Exercise aim
Every line of the material must be reproduced exactly.

*** Opening Dataset extract ***

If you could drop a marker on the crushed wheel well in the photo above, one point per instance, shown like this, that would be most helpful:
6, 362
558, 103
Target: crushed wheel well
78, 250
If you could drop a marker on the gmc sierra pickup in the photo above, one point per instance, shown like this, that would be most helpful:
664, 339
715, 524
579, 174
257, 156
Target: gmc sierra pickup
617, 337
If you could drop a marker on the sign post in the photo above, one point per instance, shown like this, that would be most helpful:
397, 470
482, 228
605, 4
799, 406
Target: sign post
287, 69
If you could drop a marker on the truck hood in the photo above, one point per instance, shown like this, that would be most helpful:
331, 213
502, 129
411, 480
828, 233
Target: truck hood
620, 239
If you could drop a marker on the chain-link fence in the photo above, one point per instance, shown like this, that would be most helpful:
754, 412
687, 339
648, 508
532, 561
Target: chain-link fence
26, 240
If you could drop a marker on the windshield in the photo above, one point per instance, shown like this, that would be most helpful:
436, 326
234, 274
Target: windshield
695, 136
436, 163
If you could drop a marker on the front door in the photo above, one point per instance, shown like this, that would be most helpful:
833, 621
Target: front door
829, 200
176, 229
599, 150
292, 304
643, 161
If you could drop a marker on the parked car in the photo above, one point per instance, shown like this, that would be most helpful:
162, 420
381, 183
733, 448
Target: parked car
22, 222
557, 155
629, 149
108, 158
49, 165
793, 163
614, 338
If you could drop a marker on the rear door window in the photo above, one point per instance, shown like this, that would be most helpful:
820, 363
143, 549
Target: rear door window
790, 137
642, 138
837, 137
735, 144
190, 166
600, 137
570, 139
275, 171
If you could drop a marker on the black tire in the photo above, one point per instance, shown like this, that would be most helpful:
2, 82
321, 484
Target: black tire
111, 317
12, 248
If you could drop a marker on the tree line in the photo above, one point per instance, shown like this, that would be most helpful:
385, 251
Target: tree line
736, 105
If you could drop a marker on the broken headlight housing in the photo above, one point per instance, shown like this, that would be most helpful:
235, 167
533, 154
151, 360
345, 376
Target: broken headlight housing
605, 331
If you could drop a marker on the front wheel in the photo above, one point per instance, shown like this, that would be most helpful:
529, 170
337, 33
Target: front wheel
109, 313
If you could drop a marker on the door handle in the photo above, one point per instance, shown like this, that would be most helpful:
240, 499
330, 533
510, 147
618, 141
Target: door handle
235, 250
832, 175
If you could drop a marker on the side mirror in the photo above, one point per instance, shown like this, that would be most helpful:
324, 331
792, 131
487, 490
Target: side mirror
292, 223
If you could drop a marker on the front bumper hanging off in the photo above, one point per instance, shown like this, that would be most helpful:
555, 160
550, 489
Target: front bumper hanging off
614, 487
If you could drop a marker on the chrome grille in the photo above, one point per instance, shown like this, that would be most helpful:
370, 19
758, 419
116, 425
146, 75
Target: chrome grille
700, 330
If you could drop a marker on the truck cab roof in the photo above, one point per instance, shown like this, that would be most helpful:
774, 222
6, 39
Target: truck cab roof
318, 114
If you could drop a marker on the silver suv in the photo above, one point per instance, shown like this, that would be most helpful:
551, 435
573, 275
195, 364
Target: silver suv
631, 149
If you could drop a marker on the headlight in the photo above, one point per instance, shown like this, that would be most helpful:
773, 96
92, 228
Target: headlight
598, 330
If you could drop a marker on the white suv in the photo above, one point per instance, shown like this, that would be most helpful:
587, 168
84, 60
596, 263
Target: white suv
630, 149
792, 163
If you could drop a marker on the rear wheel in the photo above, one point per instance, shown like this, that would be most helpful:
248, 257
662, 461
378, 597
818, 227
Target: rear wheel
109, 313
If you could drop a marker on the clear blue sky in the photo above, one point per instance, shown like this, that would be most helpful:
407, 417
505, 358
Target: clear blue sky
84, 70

*** Closing Dataset extract ***

Task response
If you could drop a marker on the crushed wheel well in the photo above, one point per instance, shown like this, that would be most helpful:
6, 362
558, 103
Target: crushed wheel well
78, 250
If you could drop a marker on the gmc sierra pickup in the photo above, one point per instance, shown like this, that would be most helpful:
664, 339
715, 524
579, 174
257, 156
Target: gmc sierra pickup
617, 337
If you could drop a marker on the sign post in the photo above, one point per instance, shown like this, that would be most helpful:
397, 470
482, 228
605, 4
799, 406
Target: sign post
287, 69
If you could drop a marker on the truck hood in the photo above, one point per instance, shown like this, that would be most helpful:
331, 213
502, 129
411, 480
828, 233
Target: truck hood
620, 239
If you could drop a marker on the chain-link fence in the photo above, one point per instance, shown like this, that would be most helpful:
754, 412
687, 339
648, 508
532, 561
Target: chain-link fence
26, 240
If you could drop a marker on the windshield in the photo above, one point per instance, shown like this, that would be most helpful:
436, 326
234, 274
Target: windshield
695, 136
436, 163
If you could drop a marker on the front door in the photo above, one point per instance, shown like this, that would be most helpful:
833, 621
Target: front door
829, 200
176, 229
599, 150
292, 304
643, 161
If you could drop a marker on the parked car in the photo above, one point per instance, shown like this, that would be most helpful:
162, 420
381, 183
733, 448
Target: parked car
22, 222
557, 155
629, 149
108, 158
49, 165
793, 163
614, 338
If you could drop a marker on the rear door window in the photo above, one point per instance, shown like this, that would be most helpful:
820, 363
143, 549
Target: rear door window
790, 137
642, 138
837, 137
735, 144
190, 166
600, 137
570, 139
275, 171
If you could drop a marker on the black tire in the photo above, one point per instance, shown like this, that would be most helpful:
2, 82
321, 484
Target: black tire
111, 317
12, 248
If you could drop a marker on the tree line in the photo above, one point per instance, shown like this, that would be most helpful:
385, 251
Target: tree line
736, 105
If you could drop a marker on the broken headlight housing in the photo above, one point per instance, shown like this, that would be most helpful:
235, 167
533, 154
151, 360
345, 376
Target: broken headlight housing
605, 331
If you could drop a marker on the front wheel in the photo above, one point per instance, shown like this, that would be most helpful:
529, 170
337, 33
Target: front wheel
109, 313
If you could drop a marker on the door handle in the photo above, one point per instance, shown like this, that would be most helpful:
240, 499
330, 533
510, 147
618, 141
Target: door handle
235, 250
832, 175
If you could drop a marker on the side mirror in the photo above, one point per instance, shown like this, that would be most helpful:
324, 331
792, 131
487, 490
Target: side mirror
292, 223
If you could drop a marker on the front bumper hanging off in the photo above, one point per instance, shown like this, that would be most helpful:
555, 160
550, 489
Target: front bumper hanging off
614, 487
If you could drop a marker on the chrome grille in the photo above, one point per instance, shown like this, that would be most helpful:
370, 19
758, 419
116, 425
146, 75
Target: chrome grille
700, 330
If you could drop a marker on the truck cab roof in the photo above, one point per instance, shown like this, that would be most helpful:
774, 222
6, 39
Target: truck cab roof
318, 114
If you could drop a marker on the silver suv in the photo above, one point per instance, shown like this, that would be most helpful:
551, 435
573, 275
195, 364
Target: silver suv
631, 149
If you could drop a marker on the headlight in the photo above, one point per instance, shown like this, that would be most helpful:
773, 96
92, 228
Target: headlight
598, 330
If you could drop a marker on the white suv in the photo above, one point per instance, shown like this, that would be most helpful:
587, 168
84, 60
596, 263
Target: white suv
630, 149
792, 163
If you could drop a marker on the rear wheel in the photo above, one point per instance, shown like this, that would be most helpful:
248, 257
662, 461
378, 597
818, 227
Target: rear wheel
109, 313
If you could drop a marker on the clear blue sky in the photo above, one point per instance, shown like this, that would be most helpful:
407, 417
505, 358
Target: clear blue sky
84, 70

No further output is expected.